Gather every line below that contains the word "distant" and copy each one out.

━━ GIVEN DATA

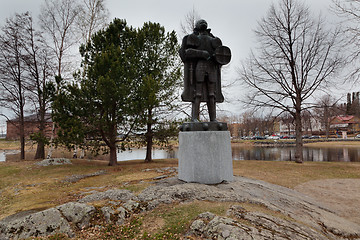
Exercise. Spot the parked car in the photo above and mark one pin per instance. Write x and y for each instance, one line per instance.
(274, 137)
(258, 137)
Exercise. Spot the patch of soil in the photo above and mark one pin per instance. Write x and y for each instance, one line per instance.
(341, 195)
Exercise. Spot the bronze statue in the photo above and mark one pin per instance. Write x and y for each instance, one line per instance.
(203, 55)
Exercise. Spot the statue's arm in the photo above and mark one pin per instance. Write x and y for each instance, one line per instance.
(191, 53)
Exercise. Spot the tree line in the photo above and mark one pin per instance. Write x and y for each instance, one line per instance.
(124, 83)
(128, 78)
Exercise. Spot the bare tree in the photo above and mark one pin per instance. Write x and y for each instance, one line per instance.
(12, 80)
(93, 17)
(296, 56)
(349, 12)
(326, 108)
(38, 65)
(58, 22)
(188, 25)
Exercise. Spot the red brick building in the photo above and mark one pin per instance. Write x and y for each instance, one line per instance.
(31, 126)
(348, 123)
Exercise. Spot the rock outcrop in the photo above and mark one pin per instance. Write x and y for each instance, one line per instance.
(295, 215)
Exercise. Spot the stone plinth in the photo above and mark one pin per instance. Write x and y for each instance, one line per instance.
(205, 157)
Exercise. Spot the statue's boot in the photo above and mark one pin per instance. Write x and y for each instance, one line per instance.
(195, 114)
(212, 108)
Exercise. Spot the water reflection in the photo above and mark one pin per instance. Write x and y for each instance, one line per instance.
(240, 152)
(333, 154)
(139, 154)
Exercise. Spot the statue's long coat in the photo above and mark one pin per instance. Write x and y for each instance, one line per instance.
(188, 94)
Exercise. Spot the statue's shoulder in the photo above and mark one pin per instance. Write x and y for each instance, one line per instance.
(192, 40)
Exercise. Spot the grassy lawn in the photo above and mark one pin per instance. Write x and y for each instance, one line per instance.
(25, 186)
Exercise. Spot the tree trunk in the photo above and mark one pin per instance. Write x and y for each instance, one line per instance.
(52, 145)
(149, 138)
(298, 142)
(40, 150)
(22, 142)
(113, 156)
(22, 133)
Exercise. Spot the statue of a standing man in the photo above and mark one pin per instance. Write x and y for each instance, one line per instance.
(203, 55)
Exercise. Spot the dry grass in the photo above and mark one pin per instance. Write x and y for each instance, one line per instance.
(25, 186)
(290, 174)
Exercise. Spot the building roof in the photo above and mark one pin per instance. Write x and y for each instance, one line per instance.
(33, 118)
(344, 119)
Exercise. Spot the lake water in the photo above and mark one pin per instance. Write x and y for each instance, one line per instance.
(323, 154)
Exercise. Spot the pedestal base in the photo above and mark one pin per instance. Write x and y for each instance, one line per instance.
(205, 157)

━━━━
━━ GIVEN DATA

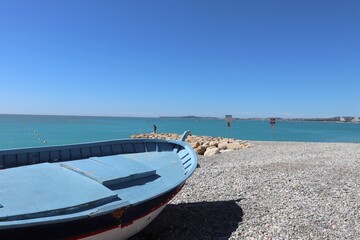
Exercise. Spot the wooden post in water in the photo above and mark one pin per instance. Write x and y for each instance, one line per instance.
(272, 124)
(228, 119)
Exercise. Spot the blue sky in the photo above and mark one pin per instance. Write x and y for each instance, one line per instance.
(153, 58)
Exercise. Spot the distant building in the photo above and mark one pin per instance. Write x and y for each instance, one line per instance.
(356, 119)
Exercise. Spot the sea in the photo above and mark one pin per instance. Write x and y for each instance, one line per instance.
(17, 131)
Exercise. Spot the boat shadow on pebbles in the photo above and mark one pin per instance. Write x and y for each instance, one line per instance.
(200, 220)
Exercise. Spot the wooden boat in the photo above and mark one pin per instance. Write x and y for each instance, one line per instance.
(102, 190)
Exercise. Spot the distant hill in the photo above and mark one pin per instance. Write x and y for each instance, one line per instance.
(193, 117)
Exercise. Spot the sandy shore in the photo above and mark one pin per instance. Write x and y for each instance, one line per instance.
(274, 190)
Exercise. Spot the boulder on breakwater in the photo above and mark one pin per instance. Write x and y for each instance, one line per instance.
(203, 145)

━━━━

SOLUTION FOR THIS PROBLEM ::
Exercise. Spot the distant building in the photo above and mark one pin per instance. Write x and y for each instance, one line per instance.
Exercise. Spot the distant hill in the photo above and mark one pin per instance. Write x and y for each instance, one line per instance.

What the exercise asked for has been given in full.